### Work request
Using the listing below, say how many lines have the string "cylindrical" in them, giving the number alone.

### Material shown
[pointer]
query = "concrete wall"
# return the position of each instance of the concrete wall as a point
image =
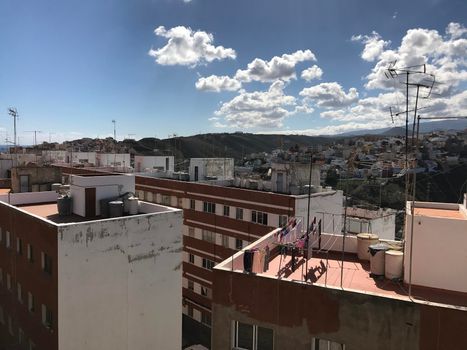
(37, 176)
(298, 313)
(326, 206)
(438, 254)
(106, 187)
(143, 163)
(222, 168)
(120, 283)
(113, 159)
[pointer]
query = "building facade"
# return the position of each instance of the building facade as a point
(87, 282)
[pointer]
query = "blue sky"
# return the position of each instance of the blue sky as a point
(70, 67)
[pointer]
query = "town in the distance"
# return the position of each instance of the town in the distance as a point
(236, 241)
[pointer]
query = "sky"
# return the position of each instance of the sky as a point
(165, 67)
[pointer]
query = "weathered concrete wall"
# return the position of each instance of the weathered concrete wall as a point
(120, 283)
(297, 313)
(326, 206)
(37, 176)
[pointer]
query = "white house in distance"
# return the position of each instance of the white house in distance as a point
(150, 163)
(381, 222)
(202, 169)
(113, 160)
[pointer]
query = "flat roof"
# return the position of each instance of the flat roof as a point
(324, 269)
(49, 211)
(440, 213)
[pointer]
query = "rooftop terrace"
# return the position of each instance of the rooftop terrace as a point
(332, 269)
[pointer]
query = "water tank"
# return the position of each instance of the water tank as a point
(377, 258)
(132, 204)
(394, 264)
(56, 187)
(115, 209)
(364, 240)
(64, 205)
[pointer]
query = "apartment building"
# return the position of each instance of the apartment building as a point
(328, 300)
(72, 277)
(220, 219)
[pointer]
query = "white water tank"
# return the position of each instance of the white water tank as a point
(364, 240)
(394, 264)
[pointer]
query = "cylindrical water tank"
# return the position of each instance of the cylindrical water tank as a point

### Output for this task
2